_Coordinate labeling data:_
● ● ●

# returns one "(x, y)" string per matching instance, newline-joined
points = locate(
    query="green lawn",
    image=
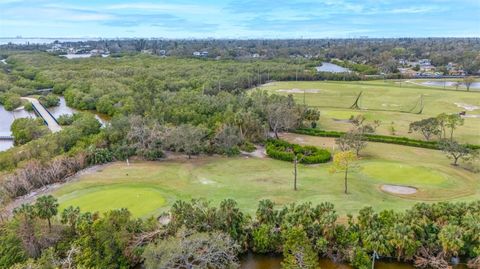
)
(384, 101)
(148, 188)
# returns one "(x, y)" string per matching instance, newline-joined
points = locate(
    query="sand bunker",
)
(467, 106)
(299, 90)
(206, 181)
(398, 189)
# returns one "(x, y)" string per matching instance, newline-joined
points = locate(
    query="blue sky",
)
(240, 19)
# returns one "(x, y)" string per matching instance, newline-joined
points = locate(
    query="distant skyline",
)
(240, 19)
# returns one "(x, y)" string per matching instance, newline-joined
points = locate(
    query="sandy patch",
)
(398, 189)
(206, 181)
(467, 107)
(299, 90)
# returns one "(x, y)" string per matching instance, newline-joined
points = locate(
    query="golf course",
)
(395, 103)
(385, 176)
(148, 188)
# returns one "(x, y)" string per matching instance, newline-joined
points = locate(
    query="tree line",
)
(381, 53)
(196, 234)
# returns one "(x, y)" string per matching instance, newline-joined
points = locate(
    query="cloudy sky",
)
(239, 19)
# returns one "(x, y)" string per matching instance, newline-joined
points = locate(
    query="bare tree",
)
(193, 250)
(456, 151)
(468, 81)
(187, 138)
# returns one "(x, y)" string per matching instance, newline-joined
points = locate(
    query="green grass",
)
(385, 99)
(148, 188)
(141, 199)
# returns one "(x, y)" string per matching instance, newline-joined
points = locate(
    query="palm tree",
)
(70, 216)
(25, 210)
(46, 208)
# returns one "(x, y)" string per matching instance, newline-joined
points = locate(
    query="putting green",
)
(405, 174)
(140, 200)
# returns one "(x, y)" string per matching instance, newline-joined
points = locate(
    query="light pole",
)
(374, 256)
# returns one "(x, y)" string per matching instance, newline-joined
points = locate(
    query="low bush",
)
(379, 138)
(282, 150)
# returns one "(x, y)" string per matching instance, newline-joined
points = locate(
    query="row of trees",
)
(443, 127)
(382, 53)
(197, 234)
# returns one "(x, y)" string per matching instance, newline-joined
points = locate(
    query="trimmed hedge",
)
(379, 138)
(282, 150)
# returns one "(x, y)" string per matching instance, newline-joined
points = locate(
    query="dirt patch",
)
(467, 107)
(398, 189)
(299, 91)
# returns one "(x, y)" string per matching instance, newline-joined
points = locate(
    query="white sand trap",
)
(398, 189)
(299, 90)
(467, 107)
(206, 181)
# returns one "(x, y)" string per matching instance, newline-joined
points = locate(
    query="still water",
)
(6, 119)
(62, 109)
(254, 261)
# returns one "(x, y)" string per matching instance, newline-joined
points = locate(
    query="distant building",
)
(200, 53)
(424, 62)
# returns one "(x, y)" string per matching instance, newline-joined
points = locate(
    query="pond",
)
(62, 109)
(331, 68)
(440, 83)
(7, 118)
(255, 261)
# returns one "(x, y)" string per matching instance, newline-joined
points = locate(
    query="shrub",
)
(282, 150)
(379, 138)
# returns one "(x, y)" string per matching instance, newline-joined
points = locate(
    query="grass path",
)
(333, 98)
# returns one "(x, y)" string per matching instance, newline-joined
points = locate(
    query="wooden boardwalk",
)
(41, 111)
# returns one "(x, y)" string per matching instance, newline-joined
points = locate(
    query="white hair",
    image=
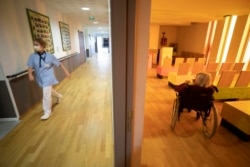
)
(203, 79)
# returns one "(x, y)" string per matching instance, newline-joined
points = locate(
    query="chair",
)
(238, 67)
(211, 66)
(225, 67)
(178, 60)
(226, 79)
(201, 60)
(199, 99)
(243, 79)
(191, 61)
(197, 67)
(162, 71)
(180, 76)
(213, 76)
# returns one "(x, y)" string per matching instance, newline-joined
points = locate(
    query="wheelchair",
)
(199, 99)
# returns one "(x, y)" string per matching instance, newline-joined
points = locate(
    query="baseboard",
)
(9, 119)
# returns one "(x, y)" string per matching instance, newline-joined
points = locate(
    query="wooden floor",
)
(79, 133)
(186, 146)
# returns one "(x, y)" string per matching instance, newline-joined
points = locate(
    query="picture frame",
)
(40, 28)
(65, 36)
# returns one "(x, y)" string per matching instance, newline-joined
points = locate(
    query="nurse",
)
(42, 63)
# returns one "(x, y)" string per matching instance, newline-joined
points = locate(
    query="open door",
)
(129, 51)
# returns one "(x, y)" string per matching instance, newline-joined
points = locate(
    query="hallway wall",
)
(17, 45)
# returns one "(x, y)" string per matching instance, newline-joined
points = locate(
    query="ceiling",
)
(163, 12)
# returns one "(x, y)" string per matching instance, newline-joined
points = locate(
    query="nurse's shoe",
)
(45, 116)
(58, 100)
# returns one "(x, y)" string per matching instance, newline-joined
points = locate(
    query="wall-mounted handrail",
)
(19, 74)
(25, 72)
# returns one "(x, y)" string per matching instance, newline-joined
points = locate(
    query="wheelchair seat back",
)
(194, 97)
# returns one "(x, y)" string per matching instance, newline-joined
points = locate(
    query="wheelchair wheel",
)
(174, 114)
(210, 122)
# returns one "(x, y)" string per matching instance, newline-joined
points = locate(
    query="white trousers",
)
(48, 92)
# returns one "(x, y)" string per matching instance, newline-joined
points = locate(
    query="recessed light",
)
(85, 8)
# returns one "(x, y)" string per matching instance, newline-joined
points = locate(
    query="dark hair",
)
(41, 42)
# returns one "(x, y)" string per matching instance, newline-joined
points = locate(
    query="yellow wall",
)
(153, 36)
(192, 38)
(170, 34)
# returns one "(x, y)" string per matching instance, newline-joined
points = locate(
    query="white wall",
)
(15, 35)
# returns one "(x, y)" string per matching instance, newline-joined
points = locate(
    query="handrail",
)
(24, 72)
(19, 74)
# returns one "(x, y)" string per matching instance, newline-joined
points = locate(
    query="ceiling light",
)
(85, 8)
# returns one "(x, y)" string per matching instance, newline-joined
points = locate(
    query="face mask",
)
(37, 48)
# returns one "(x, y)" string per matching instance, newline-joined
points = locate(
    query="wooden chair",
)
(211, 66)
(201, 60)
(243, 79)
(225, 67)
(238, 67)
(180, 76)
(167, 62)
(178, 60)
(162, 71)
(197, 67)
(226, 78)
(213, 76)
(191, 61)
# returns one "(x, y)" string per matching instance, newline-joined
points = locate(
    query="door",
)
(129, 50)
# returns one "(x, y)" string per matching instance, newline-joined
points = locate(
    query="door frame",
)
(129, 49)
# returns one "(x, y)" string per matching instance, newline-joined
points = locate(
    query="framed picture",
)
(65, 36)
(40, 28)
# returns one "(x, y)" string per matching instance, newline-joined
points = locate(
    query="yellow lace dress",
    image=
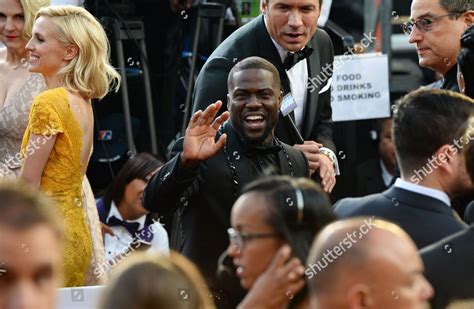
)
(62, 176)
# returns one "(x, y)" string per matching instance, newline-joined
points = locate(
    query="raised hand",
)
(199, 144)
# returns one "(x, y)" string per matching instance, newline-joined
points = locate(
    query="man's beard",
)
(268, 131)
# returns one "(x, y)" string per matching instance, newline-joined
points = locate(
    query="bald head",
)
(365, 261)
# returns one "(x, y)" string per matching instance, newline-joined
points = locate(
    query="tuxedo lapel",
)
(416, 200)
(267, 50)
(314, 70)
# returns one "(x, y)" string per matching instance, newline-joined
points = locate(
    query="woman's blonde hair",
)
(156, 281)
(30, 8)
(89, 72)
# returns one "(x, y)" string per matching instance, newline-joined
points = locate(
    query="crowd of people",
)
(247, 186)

● ● ●

_Directions:_
Retype the whole listing, keeping every line identical and omitting all pictures.

_Finished answer:_
# returns one "(x, y)" string per matching instance, newline-joined
points = locate(
    query="green lawn",
    image=
)
(384, 101)
(148, 188)
# returns one "(x, y)" string per matching instance, newline-joined
points = locate(
    query="sand bunker",
)
(467, 106)
(299, 90)
(206, 181)
(398, 189)
# returns one "(x, y)" string per matching instance, newline-joined
points = locate(
    query="blue sky",
)
(240, 19)
# returns one "(x, y)" string per matching instance, newline-joined
points = locate(
    query="distant skyline",
)
(240, 19)
# returns one "(x, y)" string per matching instance, newline-joined
points = locate(
    query="sandy patch",
)
(398, 189)
(206, 181)
(467, 107)
(299, 90)
# returns one "(x, y)" string per matching instance, newline-joined
points = locate(
    query="golf course",
)
(395, 103)
(385, 176)
(148, 188)
# returns one "(x, y)" string per matching instance, newline-joined
points = locate(
    query="tree line",
)
(381, 53)
(196, 234)
# returns one "(x, y)" string per matching instance, newline-joined
points = locate(
    query="cloudy sky",
)
(239, 19)
# returns one "(x, y)" string per matching instance, newline-joined
points = locate(
    query="bare tree",
)
(193, 250)
(456, 151)
(468, 81)
(187, 138)
# returns one "(x, y)" string per matching instance, newline-joined
points = locate(
    query="green grass",
)
(385, 99)
(148, 188)
(141, 199)
# returns one "(x, y)" string per matching instance, newline-joined
points = locate(
    query="palm tree",
)
(70, 216)
(25, 210)
(46, 208)
# returns one "(x, y)" string per matching instance, newline-joined
points = locate(
    query="putting green",
)
(405, 174)
(140, 200)
# returns one "(x, y)" string per matching instance, newline-joined
points = locate(
    query="light pole",
)
(374, 256)
# returns one "(x, y)" string per matching instance, newline-joined
points = locate(
    query="low bush",
)
(379, 138)
(282, 150)
# returns one "(x, y)" string per matching instance, newline-joined
points = locate(
    query="row of trees",
)
(443, 127)
(382, 53)
(197, 234)
# returns one "(x, y)" string per matching instance, newline-joined
points = locate(
    query="trimmed hedge",
)
(379, 138)
(282, 150)
# returns one "(x, y)" string per matching instance, newline-joined
points = locate(
    query="dirt patch",
)
(467, 107)
(398, 189)
(299, 91)
# returns one "(x, y)" string per matching instance, newline-joined
points = locate(
    query="white sand trap",
)
(398, 189)
(299, 90)
(467, 107)
(206, 181)
# returns one "(x, y)" string per matching instance, newline-joined
points = locate(
    query="still water",
)
(6, 119)
(62, 109)
(254, 261)
# returns one "(x, y)" string per matching instance, newline-joined
points = locate(
    query="distant building",
)
(200, 53)
(424, 62)
# returns one "(x, y)" string per matching instance, newline-joined
points = locate(
    query="pond",
)
(62, 109)
(331, 68)
(440, 83)
(7, 118)
(255, 261)
# returns one "(x, y)" string per matching instance, newline-joined
points = locate(
    query="shrub",
)
(282, 150)
(379, 138)
# returns one "(x, y)" string per matching instance, newline-joined
points = locate(
    query="grass path",
)
(333, 98)
# returns one "(x, y)" string per matching instance, newline-joined
points = locate(
    query="wooden boardwalk",
)
(41, 111)
# returns one "(x, y)" string per matching instance, newline-joined
points = locate(
    query="white hair",
    image=
)
(203, 79)
# returns one "(x, y)" string per matching instance, newline-joined
points = locate(
    query="chair",
)
(238, 67)
(211, 66)
(225, 67)
(178, 60)
(226, 79)
(201, 60)
(199, 99)
(243, 79)
(191, 61)
(197, 67)
(162, 71)
(180, 76)
(213, 76)
# returns one "(x, y)" string per matching instance, newline-joined
points = locate(
    query="wheelchair",
)
(199, 99)
# returns one "(x, y)" string per matching instance, newline-joined
points = locate(
    query="baseboard",
)
(9, 119)
# returns one "(x, y)" string per matching instance, newline-joined
points = locate(
    query="wooden floor",
)
(79, 133)
(186, 146)
# returns one "(x, y)" string per matching instance, newline-joined
points = locate(
    query="picture frame",
)
(40, 28)
(65, 36)
# returns one "(x, y)" string per matching instance, newline-joined
points = locate(
    query="nurse",
)
(42, 63)
# returns one "(x, y)" string per matching instance, newline-joined
points = locate(
    query="open door",
)
(129, 51)
# returns one "(x, y)" string per matching instance, newline-joined
points = locate(
    query="hallway wall",
)
(17, 45)
# returns one "(x, y)" string per matching instance, newline-joined
points = locate(
    query="ceiling",
)
(163, 12)
# returns one "(x, y)" string per matching instance, newline-joined
points = locate(
    query="nurse's shoe",
)
(45, 116)
(58, 100)
# returns one "(x, y)" string per matching instance, newline-joined
points = locate(
    query="wall-mounted handrail",
)
(19, 74)
(25, 72)
# returns one "(x, y)" string per matching instance, newline-joined
points = locate(
    query="wheelchair seat back",
)
(194, 97)
# returns one "(x, y)" string per matching instance, newline-joined
points = locate(
    query="wheelchair wheel",
)
(174, 114)
(210, 122)
# returns one "(x, y)" string per matching instance, newline-joined
points = locate(
    query="white trousers",
)
(48, 92)
# returns one "(x, y)" string per matching instance, newline-joined
points = locate(
    query="recessed light",
)
(85, 8)
# returns one "(x, y)" string per matching instance, newline-joined
points = locate(
    query="dark hair",
)
(41, 42)
# returns one "(x, y)" string per matching instance, newline-joined
points = locate(
    query="yellow wall",
)
(153, 36)
(192, 38)
(170, 34)
# returns one "(x, y)" string per matching instance, newline-joined
points = locate(
    query="white wall",
)
(15, 35)
# returns one "(x, y)" string per matching instance, newline-joined
points = locate(
    query="handrail",
)
(24, 72)
(19, 74)
# returns one "(x, y)" string per matching instance, newline-joined
points = locate(
    query="ceiling light",
)
(85, 8)
# returns one "(x, y)" string per matching instance, newline-joined
points = locate(
    query="face mask",
)
(37, 48)
# returns one "(x, y)" string per matching instance, newline-joined
points = locate(
    query="wooden chair",
)
(211, 66)
(201, 60)
(243, 79)
(225, 67)
(238, 67)
(180, 76)
(167, 62)
(178, 60)
(162, 71)
(197, 67)
(226, 78)
(213, 76)
(191, 61)
# returns one "(x, y)" string per matching instance, newline-joined
points = locate(
    query="door",
)
(129, 50)
# returns one "(x, y)" string per matching instance, newline-joined
points = locate(
    query="door frame",
)
(129, 49)
# returns one "(x, y)" string per matching instance, newline-joined
points = locate(
    query="framed picture",
)
(65, 36)
(40, 28)
# returns one "(x, y)" string per matching instance, newline-joined
points = locate(
    query="yellow lace dress",
    image=
)
(62, 176)
# returns one "(x, y)" string per matching instance, newline-joined
points = locate(
    query="raised hand",
)
(199, 144)
# returns one "(x, y)" string per matching instance, newline-joined
points = locate(
    query="man's beard",
)
(268, 131)
# returns one "(x, y)" string per matching instance, newline-joined
points = locate(
    query="bald head",
)
(365, 261)
# returns one "(x, y)" string per matching instance, newline-joined
points = locate(
    query="tuxedo lapel",
)
(416, 200)
(267, 50)
(314, 70)
# returns one "(x, y)" string per matching instance, newline-joined
points = locate(
    query="woman's blonde hair",
)
(156, 281)
(30, 8)
(89, 72)
# returns one "(x, y)" string per matching instance, newline-joined
points = locate(
    query="crowd of people",
)
(247, 186)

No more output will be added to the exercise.